[Bagian Teks]:
▼
Pimpin WTO, Ngozi Okonjo-Iweala Nilai Nasionalisme Vaksin Menghambat Penanganan Pandemi dan Rugikan Ekonomi
Ngozi Okonjo-Iweala. (Wikimedia Commons/World Trade Organization)

Bagikan:

JAKARTA - Ekonom berpengalaman sekaligus mantan Menteri Keuangan Nigeria Ngozi Okonjo-Iweala mencetak sejarah, usai terpilih sebagai wanita pertama yang juga orang Afrika pertama yang memimpin Organisasi Perdagangan Dunia (WTO).

Mantan pejabat Bank Dunia ini terpilih dalam pertemuan dewan umum istimewa WTO yang digelar secara daring pada Senin 15 Februari. Ia akan menjabat sebagai Direktur Jenderal dari 1 Maret 2021 hingga 31 Agustus 2025.

Berposisi sebagai Pemimpin WTO, Okonjo-Iweala yang sebelumnya juga merupakan Utusan Khusus untuk Organisasi Kesehatan Dunia (WHO) terkait COVID-19, serta Ketua Dewan Aliansi Vaksin Global (Gavi), ingin membantu mengatasi kebuntuan masalah vaksin.
▲
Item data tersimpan
▼
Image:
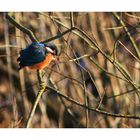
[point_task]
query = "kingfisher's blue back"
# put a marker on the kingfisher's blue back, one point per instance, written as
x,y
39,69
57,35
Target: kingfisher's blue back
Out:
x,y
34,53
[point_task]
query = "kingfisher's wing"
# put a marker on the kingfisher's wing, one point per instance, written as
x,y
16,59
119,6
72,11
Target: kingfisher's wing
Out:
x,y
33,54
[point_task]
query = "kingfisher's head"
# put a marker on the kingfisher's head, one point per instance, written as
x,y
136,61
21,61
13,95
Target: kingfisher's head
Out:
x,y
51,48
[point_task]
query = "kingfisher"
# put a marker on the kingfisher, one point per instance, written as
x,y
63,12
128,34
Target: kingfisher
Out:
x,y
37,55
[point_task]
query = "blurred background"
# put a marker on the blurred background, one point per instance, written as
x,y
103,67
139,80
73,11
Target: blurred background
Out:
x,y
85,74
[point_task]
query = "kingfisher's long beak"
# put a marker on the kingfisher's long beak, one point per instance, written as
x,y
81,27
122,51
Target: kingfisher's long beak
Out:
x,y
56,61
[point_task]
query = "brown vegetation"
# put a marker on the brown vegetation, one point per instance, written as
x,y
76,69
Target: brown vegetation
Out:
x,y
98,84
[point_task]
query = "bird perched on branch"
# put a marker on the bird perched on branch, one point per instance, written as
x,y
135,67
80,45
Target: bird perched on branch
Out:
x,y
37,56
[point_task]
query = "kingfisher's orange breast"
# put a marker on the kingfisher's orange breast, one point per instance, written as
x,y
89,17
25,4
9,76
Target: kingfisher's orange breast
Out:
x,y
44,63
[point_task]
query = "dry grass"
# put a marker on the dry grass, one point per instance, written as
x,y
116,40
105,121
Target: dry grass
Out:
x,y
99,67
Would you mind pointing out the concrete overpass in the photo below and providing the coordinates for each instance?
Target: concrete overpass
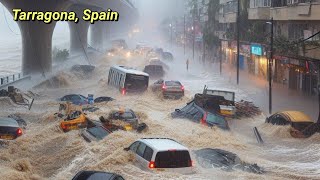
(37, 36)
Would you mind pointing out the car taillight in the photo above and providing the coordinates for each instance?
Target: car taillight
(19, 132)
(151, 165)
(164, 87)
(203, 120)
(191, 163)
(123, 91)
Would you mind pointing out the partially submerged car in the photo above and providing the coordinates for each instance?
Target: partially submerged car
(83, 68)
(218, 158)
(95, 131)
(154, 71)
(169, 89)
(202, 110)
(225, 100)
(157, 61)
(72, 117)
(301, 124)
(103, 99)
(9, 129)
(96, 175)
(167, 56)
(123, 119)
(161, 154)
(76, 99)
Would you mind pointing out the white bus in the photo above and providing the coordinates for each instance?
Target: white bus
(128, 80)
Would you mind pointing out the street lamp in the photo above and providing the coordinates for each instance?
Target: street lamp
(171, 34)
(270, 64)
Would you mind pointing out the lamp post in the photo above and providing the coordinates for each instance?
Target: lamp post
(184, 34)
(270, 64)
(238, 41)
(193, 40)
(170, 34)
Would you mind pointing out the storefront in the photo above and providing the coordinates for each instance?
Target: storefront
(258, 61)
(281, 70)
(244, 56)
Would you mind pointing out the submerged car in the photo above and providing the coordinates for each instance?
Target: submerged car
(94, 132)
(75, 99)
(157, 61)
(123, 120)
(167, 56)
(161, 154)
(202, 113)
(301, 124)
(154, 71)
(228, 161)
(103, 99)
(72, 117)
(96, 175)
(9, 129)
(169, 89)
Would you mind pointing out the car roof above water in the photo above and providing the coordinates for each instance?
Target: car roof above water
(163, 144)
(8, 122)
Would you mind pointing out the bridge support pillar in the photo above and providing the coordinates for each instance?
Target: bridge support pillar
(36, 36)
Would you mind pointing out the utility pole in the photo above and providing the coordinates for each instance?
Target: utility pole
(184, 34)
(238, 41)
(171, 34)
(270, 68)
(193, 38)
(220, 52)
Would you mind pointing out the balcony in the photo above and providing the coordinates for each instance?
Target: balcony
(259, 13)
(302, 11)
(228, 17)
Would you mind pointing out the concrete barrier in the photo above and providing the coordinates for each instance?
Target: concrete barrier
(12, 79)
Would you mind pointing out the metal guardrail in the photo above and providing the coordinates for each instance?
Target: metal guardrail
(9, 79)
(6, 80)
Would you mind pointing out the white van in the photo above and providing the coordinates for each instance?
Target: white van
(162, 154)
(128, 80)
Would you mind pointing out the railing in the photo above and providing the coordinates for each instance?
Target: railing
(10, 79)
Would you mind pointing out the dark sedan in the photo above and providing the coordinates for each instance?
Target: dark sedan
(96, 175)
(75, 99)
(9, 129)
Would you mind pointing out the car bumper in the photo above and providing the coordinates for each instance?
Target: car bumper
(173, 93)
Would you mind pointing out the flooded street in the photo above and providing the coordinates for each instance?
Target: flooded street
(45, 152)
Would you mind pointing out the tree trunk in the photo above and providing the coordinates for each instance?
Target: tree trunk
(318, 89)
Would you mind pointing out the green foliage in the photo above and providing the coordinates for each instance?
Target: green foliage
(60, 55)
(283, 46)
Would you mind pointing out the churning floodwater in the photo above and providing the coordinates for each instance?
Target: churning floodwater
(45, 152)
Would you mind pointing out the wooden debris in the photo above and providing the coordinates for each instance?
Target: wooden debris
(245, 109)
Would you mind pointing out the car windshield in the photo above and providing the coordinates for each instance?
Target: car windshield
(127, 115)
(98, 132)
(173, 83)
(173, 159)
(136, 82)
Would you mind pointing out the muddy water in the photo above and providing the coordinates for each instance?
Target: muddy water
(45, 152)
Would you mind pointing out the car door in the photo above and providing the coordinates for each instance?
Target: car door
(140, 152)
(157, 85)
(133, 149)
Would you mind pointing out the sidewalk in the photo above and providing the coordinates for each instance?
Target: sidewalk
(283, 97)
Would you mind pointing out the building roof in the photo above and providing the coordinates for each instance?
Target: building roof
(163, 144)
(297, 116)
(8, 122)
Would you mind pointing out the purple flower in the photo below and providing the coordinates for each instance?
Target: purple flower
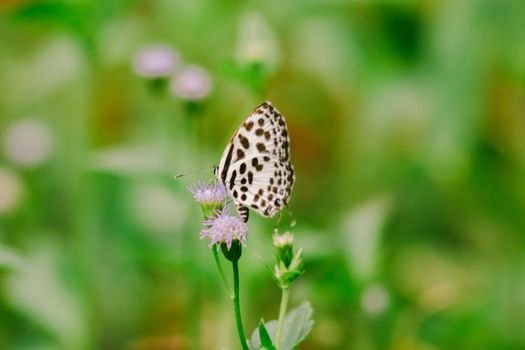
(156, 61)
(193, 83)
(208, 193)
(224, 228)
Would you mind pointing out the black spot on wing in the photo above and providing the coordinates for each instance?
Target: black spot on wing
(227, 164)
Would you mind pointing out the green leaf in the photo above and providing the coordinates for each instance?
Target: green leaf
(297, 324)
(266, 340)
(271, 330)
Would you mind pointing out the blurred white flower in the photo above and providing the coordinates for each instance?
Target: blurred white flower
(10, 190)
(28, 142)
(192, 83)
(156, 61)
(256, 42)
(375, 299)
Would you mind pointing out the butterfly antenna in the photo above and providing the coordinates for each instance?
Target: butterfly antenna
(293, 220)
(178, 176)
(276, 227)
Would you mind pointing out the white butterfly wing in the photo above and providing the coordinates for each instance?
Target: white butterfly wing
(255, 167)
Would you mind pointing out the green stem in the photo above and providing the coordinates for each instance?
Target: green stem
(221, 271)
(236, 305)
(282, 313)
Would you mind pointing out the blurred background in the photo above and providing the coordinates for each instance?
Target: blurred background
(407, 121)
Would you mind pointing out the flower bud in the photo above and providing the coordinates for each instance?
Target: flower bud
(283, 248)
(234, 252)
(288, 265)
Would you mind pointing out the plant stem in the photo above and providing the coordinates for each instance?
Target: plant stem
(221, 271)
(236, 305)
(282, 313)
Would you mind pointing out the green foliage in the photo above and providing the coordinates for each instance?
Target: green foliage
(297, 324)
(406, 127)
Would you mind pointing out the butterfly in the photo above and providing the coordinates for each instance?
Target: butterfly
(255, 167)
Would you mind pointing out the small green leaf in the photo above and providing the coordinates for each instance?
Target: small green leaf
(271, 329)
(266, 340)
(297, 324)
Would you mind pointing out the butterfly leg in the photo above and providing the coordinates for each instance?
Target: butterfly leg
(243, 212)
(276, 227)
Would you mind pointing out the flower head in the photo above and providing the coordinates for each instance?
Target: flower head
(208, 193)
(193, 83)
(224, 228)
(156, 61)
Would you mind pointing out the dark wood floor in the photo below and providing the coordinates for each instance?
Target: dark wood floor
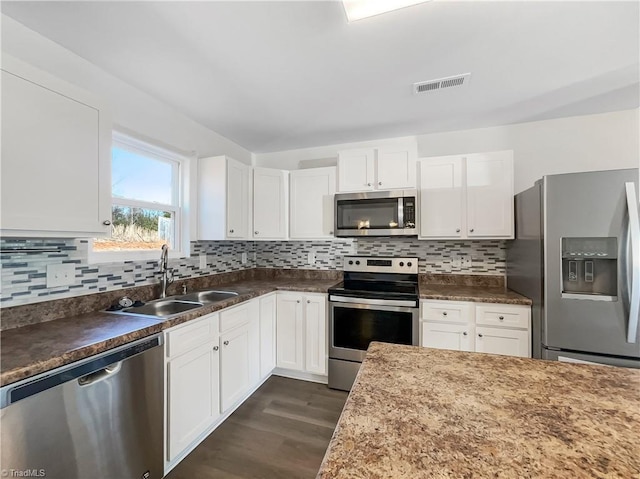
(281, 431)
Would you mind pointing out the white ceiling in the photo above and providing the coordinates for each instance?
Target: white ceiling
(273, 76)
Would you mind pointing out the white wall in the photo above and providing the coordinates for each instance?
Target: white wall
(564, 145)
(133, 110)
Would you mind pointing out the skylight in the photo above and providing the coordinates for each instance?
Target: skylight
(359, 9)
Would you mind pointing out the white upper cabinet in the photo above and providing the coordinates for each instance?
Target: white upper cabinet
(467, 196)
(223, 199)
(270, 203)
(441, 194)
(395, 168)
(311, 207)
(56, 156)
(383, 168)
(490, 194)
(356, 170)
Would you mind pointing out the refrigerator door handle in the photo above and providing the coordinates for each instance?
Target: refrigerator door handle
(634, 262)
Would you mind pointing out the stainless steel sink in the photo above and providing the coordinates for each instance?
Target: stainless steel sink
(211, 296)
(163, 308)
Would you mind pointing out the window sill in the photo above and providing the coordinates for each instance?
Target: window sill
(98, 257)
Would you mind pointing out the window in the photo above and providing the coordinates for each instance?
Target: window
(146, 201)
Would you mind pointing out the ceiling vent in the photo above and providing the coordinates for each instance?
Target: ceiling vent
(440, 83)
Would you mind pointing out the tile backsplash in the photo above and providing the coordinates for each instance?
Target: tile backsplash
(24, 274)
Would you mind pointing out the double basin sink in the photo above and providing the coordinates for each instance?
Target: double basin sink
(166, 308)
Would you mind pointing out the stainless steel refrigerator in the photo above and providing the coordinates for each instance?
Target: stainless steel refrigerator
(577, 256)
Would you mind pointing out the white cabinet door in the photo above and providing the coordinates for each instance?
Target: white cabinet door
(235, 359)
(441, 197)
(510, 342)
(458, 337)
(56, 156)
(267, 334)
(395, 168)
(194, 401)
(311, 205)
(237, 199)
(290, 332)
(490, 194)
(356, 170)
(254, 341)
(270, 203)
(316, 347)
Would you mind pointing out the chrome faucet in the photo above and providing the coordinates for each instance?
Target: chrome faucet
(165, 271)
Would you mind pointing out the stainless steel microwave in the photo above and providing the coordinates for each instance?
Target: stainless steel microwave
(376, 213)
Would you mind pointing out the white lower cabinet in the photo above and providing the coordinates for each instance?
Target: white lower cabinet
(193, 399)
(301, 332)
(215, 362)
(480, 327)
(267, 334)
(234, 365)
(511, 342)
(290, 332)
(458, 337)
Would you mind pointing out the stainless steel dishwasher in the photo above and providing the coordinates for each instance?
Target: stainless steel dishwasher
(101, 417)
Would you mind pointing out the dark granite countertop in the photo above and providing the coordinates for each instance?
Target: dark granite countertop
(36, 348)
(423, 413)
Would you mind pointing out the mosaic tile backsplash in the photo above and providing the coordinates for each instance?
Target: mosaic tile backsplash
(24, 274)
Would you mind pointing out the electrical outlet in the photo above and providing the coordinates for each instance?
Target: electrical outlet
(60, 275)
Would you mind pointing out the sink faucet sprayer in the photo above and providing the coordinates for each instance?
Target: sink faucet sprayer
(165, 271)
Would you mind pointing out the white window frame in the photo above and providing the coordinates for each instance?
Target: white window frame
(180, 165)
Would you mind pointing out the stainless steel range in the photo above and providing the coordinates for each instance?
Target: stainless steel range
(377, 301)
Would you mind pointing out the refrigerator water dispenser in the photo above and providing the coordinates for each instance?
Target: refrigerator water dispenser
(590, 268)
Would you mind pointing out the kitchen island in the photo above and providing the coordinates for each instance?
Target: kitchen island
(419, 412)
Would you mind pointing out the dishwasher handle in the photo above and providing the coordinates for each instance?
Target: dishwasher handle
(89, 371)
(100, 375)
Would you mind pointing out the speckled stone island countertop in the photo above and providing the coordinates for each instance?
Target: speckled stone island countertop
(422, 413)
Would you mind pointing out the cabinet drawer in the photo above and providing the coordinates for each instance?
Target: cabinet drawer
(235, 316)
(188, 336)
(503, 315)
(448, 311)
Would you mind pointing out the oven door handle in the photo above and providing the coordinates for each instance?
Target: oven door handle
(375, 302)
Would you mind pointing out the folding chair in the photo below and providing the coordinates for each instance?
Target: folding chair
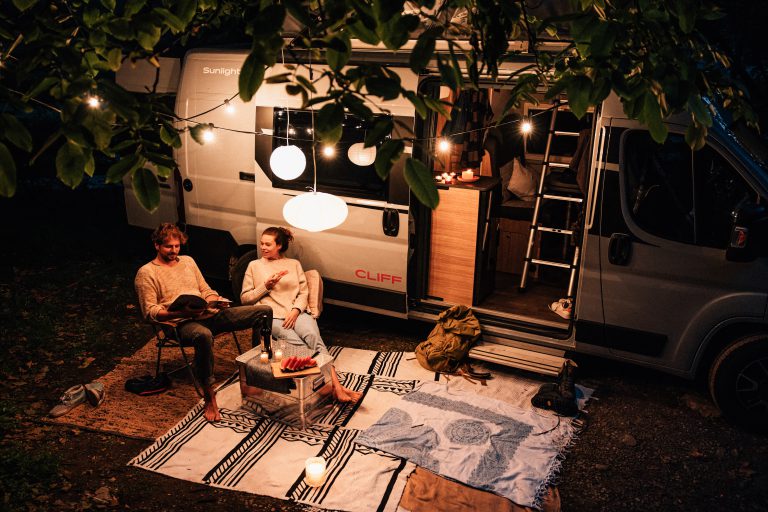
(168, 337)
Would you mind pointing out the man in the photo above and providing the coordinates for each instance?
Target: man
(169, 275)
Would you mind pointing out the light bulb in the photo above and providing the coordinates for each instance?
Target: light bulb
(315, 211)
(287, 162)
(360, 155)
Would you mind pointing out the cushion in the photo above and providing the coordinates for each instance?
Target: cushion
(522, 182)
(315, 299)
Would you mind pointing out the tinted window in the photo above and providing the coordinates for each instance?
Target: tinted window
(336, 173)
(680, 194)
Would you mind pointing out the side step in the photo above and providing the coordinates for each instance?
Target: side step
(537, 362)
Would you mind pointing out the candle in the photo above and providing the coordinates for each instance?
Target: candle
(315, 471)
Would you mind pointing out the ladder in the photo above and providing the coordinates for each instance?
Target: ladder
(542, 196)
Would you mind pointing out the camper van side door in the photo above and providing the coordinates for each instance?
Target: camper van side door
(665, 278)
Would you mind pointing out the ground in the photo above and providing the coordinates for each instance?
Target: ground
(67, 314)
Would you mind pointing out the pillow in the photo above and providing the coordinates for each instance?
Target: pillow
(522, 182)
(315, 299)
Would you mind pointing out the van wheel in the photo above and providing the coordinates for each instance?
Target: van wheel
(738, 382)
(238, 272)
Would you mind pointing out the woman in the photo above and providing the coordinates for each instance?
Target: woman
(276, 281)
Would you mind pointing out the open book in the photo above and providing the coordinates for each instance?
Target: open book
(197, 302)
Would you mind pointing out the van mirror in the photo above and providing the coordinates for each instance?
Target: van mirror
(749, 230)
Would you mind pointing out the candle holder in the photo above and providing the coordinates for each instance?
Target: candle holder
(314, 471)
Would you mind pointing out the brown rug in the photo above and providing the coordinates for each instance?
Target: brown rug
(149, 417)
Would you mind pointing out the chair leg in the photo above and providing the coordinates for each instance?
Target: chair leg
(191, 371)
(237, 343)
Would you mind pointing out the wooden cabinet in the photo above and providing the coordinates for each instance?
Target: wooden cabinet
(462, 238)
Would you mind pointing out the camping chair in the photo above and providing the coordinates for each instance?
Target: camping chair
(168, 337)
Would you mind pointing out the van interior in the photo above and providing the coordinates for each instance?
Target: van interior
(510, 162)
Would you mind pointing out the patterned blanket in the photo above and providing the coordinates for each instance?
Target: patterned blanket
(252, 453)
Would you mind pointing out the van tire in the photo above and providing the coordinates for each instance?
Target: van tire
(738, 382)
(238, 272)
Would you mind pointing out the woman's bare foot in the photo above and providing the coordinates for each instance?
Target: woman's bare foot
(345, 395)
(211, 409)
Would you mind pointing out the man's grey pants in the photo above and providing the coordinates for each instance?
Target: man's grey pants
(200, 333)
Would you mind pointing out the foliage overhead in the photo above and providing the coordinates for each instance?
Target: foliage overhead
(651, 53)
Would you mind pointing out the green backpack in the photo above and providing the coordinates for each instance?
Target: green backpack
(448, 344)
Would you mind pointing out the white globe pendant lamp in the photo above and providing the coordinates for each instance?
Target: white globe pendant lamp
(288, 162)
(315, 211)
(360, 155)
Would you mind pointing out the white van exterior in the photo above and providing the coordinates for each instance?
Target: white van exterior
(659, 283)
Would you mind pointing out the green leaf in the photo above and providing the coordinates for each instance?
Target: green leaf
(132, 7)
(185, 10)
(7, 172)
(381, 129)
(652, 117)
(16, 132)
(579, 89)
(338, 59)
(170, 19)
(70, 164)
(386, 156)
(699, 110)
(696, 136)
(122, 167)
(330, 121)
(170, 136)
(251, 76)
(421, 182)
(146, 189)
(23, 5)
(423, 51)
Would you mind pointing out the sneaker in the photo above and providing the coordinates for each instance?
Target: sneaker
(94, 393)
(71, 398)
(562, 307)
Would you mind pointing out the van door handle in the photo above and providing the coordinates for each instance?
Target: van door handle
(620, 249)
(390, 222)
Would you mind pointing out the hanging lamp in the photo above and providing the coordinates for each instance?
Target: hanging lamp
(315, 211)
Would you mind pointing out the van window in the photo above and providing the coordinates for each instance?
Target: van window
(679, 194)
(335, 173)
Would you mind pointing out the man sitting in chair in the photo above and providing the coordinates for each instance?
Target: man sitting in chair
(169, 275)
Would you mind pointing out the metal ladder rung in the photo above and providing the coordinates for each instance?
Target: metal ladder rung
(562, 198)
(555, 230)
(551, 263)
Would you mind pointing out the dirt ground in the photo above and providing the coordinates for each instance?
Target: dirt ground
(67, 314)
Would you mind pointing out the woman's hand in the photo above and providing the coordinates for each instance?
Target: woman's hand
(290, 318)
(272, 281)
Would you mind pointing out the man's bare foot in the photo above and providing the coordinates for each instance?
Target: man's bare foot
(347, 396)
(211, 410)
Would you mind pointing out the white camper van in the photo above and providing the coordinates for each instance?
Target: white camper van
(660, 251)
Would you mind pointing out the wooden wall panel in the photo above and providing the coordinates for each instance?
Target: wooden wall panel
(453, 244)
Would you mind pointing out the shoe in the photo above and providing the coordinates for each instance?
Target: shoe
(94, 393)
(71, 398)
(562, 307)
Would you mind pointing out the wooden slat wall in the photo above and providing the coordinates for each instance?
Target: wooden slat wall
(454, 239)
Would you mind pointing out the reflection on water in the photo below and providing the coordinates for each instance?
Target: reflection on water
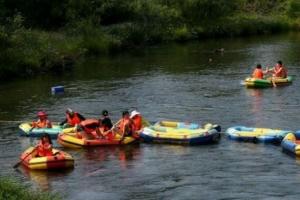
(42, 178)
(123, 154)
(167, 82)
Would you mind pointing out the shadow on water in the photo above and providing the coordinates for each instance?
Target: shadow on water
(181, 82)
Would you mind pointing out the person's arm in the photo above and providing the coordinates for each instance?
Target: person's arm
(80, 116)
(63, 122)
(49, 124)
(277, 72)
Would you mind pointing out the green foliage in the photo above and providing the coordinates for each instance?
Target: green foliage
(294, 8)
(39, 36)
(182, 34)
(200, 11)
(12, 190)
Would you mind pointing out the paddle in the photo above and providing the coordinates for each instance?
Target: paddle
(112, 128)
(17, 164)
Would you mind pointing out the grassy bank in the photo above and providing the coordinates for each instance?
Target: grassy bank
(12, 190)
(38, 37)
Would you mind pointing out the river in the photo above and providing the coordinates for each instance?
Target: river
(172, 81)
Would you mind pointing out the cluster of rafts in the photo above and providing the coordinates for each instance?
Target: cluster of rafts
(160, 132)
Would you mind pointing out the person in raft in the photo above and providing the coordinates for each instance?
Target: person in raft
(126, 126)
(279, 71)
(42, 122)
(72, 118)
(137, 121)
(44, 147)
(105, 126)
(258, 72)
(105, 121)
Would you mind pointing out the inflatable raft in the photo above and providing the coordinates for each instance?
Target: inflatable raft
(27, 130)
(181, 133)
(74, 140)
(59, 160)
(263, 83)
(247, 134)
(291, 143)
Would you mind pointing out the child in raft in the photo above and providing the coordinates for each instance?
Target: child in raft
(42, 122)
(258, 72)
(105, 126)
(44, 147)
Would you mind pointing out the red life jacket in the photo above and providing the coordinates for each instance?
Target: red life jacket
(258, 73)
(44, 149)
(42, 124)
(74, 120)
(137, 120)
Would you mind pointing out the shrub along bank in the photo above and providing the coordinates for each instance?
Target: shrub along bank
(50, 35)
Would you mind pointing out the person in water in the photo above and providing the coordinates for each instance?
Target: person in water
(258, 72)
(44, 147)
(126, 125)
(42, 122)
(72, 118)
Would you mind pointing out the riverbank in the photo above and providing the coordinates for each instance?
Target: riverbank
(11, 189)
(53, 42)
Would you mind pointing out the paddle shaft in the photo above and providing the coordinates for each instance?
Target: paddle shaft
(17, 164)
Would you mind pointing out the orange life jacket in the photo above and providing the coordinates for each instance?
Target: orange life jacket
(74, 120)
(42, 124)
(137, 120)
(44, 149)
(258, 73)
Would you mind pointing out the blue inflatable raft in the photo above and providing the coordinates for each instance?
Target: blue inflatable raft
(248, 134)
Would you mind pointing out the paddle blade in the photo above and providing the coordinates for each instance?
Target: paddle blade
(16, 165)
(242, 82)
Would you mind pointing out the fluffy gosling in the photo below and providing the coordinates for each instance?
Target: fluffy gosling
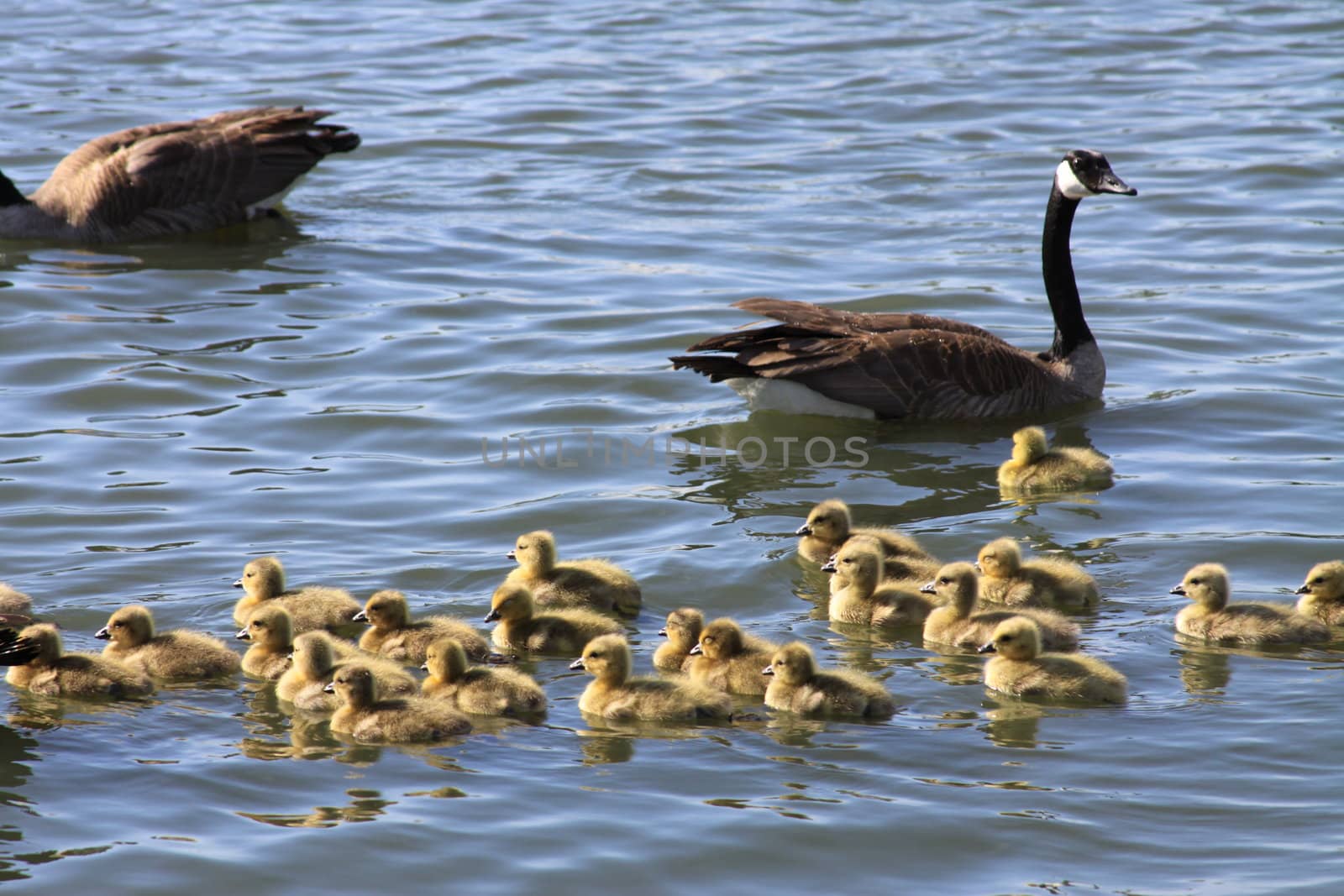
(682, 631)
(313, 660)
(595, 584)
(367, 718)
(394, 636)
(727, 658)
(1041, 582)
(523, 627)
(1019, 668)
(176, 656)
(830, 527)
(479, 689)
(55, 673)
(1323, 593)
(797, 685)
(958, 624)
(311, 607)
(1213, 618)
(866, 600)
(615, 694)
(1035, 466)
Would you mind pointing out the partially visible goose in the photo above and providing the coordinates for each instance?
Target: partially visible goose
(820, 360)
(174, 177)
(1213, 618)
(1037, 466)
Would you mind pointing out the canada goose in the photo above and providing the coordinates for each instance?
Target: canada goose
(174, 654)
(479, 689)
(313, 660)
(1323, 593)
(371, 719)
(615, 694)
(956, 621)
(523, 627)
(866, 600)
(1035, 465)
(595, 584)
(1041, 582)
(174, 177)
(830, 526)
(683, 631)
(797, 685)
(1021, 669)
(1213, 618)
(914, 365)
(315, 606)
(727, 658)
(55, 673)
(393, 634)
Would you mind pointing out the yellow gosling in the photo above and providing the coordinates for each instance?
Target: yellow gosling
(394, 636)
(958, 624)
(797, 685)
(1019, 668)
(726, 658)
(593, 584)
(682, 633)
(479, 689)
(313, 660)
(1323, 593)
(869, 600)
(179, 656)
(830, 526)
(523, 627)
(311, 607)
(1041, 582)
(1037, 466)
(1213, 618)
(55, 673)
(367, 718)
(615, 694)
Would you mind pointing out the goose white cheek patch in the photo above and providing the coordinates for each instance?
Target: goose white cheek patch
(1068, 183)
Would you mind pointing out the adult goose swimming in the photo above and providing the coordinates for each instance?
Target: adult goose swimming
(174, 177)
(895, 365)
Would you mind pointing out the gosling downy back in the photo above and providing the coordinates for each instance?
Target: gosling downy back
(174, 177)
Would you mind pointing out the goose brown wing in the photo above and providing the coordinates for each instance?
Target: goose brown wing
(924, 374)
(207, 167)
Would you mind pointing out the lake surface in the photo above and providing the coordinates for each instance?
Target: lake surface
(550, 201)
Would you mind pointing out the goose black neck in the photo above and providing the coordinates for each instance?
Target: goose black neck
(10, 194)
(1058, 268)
▲
[Coba Kerjakan]: Tuliskan kembali seluruh artikel tentang terpilihnya Ngozi Okonjo-Iweala sebagai pemimpin WTO tanpa mengubah satu kata pun. Jadikan artikel itu satu-satunya sumber acuan.

[Penyelesaian Soal]:
Pimpin WTO, Ngozi Okonjo-Iweala Nilai Nasionalisme Vaksin Menghambat Penanganan Pandemi dan Rugikan Ekonomi
Ngozi Okonjo-Iweala. (Wikimedia Commons/World Trade Organization)

Bagikan:

JAKARTA - Ekonom berpengalaman sekaligus mantan Menteri Keuangan Nigeria Ngozi Okonjo-Iweala mencetak sejarah, usai terpilih sebagai wanita pertama yang juga orang Afrika pertama yang memimpin Organisasi Perdagangan Dunia (WTO).

Mantan pejabat Bank Dunia ini terpilih dalam pertemuan dewan umum istimewa WTO yang digelar secara daring pada Senin 15 Februari. Ia akan menjabat sebagai Direktur Jenderal dari 1 Maret 2021 hingga 31 Agustus 2025.

Berposisi sebagai Pemimpin WTO, Okonjo-Iweala yang sebelumnya juga merupakan Utusan Khusus untuk Organisasi Kesehatan Dunia (WHO) terkait COVID-19, serta Ketua Dewan Aliansi Vaksin Global (Gavi), ingin membantu mengatasi kebuntuan masalah vaksin.